Goal of the exercise
Copy out all of the records below, requests included, shifting every x and y coordinate in the answers up by 48. Leave the pictures out.

Data shown
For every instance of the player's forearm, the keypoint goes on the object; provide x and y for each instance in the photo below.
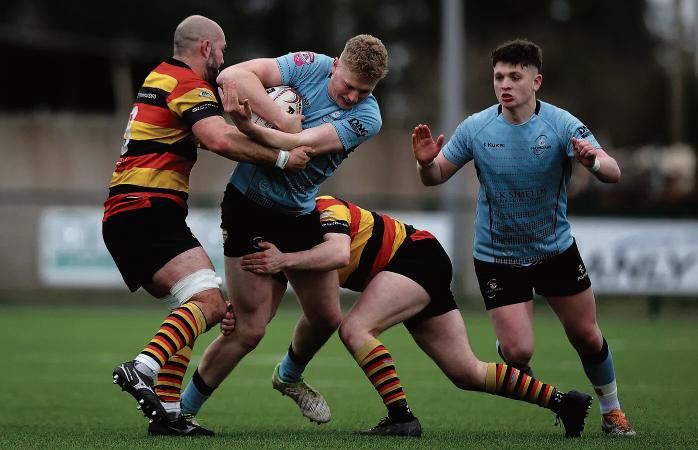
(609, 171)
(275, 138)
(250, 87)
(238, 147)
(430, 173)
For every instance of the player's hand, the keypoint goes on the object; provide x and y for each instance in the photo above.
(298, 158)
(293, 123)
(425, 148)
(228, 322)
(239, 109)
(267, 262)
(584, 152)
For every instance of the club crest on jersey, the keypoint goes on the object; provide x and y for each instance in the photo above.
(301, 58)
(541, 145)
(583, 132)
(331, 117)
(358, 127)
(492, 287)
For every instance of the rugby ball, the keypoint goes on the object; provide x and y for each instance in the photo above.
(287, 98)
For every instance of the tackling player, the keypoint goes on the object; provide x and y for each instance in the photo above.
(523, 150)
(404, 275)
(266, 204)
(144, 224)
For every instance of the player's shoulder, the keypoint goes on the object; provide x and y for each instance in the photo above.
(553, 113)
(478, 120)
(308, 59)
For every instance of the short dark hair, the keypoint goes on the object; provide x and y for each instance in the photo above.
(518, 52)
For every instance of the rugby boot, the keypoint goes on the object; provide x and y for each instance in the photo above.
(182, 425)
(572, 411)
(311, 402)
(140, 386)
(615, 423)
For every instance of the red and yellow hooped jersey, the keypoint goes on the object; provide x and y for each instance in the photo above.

Answer in full
For every instance of the player's forearm, the keypoint goes on the object; provide x and y for each instance in the photo below.
(657, 219)
(323, 186)
(298, 135)
(286, 195)
(478, 221)
For every instance of the player's hand, the keypoint goes on the object; provide x and y for each instance in the photo above.
(346, 206)
(341, 171)
(473, 196)
(276, 370)
(287, 157)
(315, 310)
(632, 200)
For every instance of the club crest on jersey, the keypoint goes on the object; provide x and y for each instance in the photo above.
(349, 106)
(589, 193)
(631, 180)
(379, 165)
(406, 175)
(540, 335)
For every instance of the rugby ball, the keypoint goes on the object; provide x and y for each instance in the photo above.
(335, 146)
For every instance of the tackling player, the keypoint goes on the object; provide x and y for each instance in the photo above.
(571, 198)
(452, 323)
(314, 252)
(192, 272)
For every instance of the player's shoulder, the keypoint goes on the object; provide x and y for each instance in the photo above.
(601, 161)
(526, 168)
(356, 107)
For every instance of the short dark hair, the keypoint goes on the object; provide x and y for each instance in the photo above.
(566, 100)
For every instance of the rugby boot, the keypoint goes on the object; provide x and y for each instance in the photo above.
(230, 473)
(620, 459)
(359, 450)
(188, 434)
(663, 471)
For every instance of the red and yellow hooped jersey, the keypoint goes on the object; provide x and y for each instance in the photo above.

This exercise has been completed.